Looking at the data that follows, count the lines containing the word "each" and write down only that count.

(DATA RECORDS)

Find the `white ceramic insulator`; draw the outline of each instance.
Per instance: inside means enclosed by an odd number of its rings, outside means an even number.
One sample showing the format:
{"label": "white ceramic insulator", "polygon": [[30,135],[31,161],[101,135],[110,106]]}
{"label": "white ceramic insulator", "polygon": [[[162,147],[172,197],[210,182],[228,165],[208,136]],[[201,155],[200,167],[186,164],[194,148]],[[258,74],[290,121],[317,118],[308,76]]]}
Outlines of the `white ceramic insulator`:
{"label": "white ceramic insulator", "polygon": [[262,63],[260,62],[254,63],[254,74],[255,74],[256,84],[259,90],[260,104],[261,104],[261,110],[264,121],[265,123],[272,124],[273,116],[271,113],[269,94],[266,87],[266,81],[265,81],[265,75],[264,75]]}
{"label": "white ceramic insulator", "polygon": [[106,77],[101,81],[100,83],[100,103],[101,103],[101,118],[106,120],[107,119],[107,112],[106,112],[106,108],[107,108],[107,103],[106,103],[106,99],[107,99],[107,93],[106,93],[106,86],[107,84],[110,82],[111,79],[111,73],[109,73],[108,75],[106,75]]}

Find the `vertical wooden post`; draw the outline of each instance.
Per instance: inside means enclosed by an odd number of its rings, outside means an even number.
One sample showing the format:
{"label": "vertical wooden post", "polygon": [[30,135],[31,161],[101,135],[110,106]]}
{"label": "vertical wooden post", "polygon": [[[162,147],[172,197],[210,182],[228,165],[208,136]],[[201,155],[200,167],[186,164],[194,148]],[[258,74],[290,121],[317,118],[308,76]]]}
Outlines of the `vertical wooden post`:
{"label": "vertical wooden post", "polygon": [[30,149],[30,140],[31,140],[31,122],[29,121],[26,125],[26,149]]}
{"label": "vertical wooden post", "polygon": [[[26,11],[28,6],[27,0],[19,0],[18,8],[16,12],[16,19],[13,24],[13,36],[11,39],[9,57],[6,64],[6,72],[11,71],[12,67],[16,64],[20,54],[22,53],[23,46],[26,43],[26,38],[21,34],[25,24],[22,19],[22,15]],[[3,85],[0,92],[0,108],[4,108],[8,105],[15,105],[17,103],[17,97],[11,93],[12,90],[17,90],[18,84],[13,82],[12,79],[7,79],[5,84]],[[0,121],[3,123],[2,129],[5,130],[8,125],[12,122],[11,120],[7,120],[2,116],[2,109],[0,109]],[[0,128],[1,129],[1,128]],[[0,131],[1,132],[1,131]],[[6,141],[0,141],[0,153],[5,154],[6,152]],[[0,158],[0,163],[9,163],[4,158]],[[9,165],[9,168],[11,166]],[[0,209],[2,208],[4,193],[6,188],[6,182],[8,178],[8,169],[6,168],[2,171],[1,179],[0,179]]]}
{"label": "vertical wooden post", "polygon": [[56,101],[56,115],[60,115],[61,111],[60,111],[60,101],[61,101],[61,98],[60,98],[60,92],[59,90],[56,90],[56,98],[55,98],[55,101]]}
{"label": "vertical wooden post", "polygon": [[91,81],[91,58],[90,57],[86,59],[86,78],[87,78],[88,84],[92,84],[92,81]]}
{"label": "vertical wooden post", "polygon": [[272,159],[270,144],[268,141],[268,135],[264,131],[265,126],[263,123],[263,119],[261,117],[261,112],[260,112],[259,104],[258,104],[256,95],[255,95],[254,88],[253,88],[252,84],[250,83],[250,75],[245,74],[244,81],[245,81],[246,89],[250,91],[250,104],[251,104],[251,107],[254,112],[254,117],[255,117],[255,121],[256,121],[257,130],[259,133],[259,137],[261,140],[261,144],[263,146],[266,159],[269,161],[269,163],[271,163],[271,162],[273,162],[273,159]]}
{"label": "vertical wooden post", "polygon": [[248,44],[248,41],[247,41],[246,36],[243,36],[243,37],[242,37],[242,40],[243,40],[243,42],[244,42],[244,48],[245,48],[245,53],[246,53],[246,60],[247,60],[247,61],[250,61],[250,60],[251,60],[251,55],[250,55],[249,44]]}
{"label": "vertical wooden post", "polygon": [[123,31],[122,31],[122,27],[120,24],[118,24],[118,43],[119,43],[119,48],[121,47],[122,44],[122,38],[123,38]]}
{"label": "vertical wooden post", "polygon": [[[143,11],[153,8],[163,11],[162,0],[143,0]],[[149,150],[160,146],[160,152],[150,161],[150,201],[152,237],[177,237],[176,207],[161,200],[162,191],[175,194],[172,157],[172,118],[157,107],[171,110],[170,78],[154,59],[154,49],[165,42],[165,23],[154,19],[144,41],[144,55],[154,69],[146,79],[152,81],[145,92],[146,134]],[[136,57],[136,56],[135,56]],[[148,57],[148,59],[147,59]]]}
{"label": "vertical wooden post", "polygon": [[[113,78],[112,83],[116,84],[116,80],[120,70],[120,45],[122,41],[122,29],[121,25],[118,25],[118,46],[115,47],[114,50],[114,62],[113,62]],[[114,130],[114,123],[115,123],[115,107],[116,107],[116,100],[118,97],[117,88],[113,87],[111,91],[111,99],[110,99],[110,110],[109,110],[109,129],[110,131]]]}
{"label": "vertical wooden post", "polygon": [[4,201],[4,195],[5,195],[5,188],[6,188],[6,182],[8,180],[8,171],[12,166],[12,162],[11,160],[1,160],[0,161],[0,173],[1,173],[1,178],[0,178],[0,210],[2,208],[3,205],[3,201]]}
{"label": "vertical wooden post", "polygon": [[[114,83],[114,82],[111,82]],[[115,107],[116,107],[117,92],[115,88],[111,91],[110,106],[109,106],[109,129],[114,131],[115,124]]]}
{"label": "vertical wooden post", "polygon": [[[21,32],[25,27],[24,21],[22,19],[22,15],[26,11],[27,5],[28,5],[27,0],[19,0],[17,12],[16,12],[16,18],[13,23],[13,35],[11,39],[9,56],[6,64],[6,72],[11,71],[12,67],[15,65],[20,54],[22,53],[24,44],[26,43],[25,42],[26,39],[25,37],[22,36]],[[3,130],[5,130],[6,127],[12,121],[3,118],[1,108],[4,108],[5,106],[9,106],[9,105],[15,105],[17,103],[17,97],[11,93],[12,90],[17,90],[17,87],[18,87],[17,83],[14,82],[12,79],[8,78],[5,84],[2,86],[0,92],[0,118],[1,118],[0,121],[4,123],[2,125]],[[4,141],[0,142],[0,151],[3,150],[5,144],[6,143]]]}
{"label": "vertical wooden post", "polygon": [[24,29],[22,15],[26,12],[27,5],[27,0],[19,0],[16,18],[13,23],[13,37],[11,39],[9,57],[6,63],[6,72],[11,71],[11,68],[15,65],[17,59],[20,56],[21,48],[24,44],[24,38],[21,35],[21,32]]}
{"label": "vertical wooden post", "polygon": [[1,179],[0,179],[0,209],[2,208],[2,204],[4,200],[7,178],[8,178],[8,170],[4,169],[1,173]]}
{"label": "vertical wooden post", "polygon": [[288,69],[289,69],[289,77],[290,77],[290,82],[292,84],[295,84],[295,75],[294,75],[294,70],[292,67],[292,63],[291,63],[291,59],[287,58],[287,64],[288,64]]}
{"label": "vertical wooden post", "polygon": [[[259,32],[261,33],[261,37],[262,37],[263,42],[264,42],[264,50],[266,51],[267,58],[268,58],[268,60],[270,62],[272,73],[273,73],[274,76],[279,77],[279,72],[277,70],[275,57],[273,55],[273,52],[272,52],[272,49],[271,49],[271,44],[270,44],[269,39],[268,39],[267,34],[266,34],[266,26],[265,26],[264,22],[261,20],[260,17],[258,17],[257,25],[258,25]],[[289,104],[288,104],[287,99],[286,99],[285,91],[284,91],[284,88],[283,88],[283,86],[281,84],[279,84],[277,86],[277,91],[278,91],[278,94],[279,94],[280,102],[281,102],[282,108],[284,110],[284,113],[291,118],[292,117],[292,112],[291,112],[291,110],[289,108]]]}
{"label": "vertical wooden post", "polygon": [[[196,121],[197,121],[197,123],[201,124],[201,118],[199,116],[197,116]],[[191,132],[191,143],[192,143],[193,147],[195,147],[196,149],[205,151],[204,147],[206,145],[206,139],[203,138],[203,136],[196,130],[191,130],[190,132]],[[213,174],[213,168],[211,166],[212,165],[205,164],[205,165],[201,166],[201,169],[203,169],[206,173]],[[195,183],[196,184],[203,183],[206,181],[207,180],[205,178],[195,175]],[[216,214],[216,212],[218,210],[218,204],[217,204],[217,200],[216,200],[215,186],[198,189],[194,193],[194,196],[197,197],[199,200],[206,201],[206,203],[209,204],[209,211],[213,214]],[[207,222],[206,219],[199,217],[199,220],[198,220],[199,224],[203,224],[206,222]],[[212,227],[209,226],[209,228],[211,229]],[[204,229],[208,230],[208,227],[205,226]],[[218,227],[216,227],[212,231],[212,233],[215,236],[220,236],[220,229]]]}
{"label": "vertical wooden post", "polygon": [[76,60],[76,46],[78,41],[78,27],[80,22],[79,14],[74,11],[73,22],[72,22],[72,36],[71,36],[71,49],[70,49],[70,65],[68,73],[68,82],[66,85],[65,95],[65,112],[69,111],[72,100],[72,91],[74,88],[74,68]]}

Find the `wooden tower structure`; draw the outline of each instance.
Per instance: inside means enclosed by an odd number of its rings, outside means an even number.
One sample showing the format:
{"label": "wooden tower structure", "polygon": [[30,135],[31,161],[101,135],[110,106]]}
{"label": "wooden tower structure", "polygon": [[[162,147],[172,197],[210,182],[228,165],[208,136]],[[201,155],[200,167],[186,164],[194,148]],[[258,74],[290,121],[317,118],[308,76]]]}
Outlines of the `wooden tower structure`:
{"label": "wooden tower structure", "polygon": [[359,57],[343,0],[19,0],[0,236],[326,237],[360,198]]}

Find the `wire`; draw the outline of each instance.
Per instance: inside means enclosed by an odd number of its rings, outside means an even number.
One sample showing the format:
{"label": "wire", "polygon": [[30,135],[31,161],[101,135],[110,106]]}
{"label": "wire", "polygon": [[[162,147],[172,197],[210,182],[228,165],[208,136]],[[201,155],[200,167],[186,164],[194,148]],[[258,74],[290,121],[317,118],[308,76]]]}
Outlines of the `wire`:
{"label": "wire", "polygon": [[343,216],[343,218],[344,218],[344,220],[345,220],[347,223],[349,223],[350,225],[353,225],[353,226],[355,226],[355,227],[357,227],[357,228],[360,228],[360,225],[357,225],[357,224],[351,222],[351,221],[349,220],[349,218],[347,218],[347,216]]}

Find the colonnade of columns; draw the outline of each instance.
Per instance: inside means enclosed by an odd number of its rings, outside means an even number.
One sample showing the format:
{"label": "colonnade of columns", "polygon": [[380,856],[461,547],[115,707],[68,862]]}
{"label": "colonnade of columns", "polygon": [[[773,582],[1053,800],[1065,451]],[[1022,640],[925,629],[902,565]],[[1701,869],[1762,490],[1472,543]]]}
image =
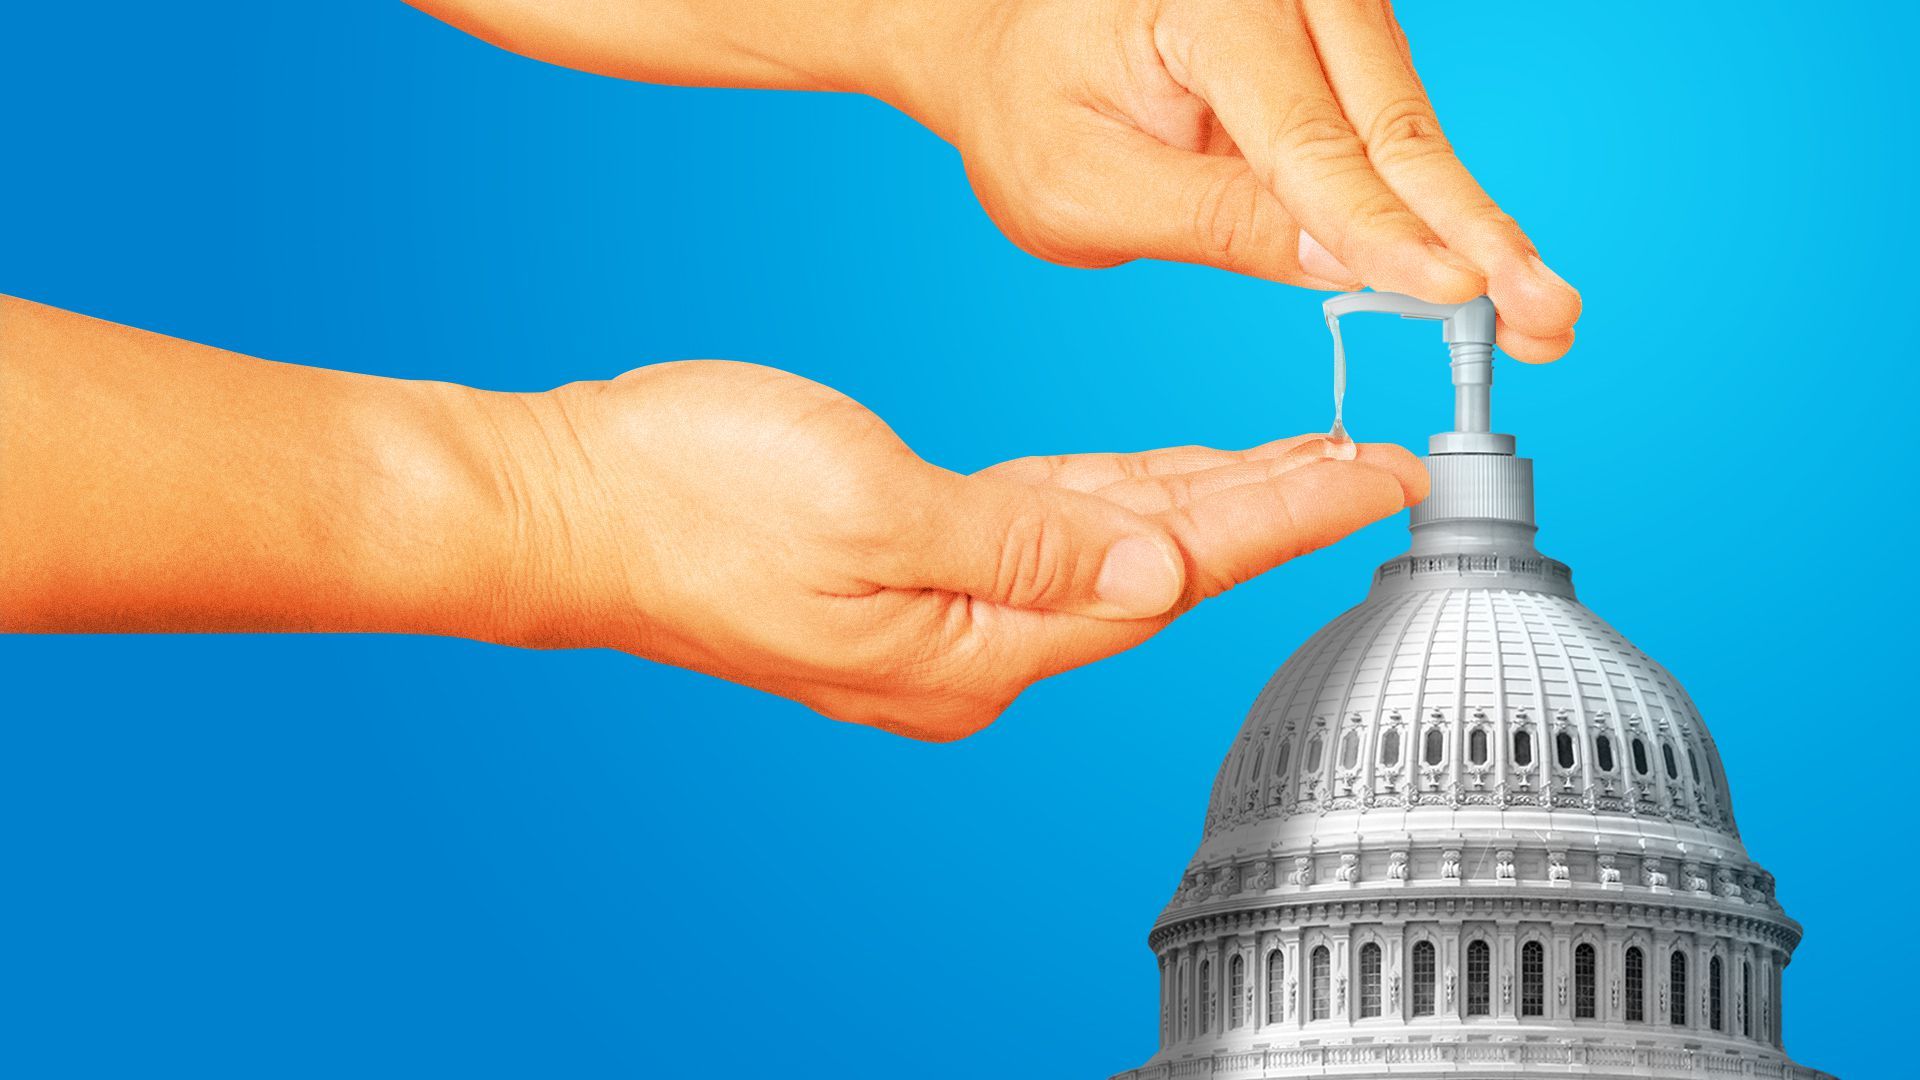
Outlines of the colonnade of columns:
{"label": "colonnade of columns", "polygon": [[[1484,974],[1478,964],[1470,969],[1476,942],[1486,947]],[[1529,943],[1541,949],[1537,975],[1523,963]],[[1430,974],[1424,963],[1416,971],[1423,944],[1432,950]],[[1582,946],[1593,950],[1591,980],[1576,969]],[[1629,950],[1639,954],[1637,1003]],[[1684,957],[1680,983],[1676,953]],[[1631,926],[1409,920],[1263,930],[1161,953],[1161,1045],[1324,1028],[1510,1023],[1684,1030],[1778,1048],[1785,963],[1761,942]],[[1683,1007],[1676,1008],[1681,984]]]}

(End DATA RECORDS)

### SOLUTION BELOW
5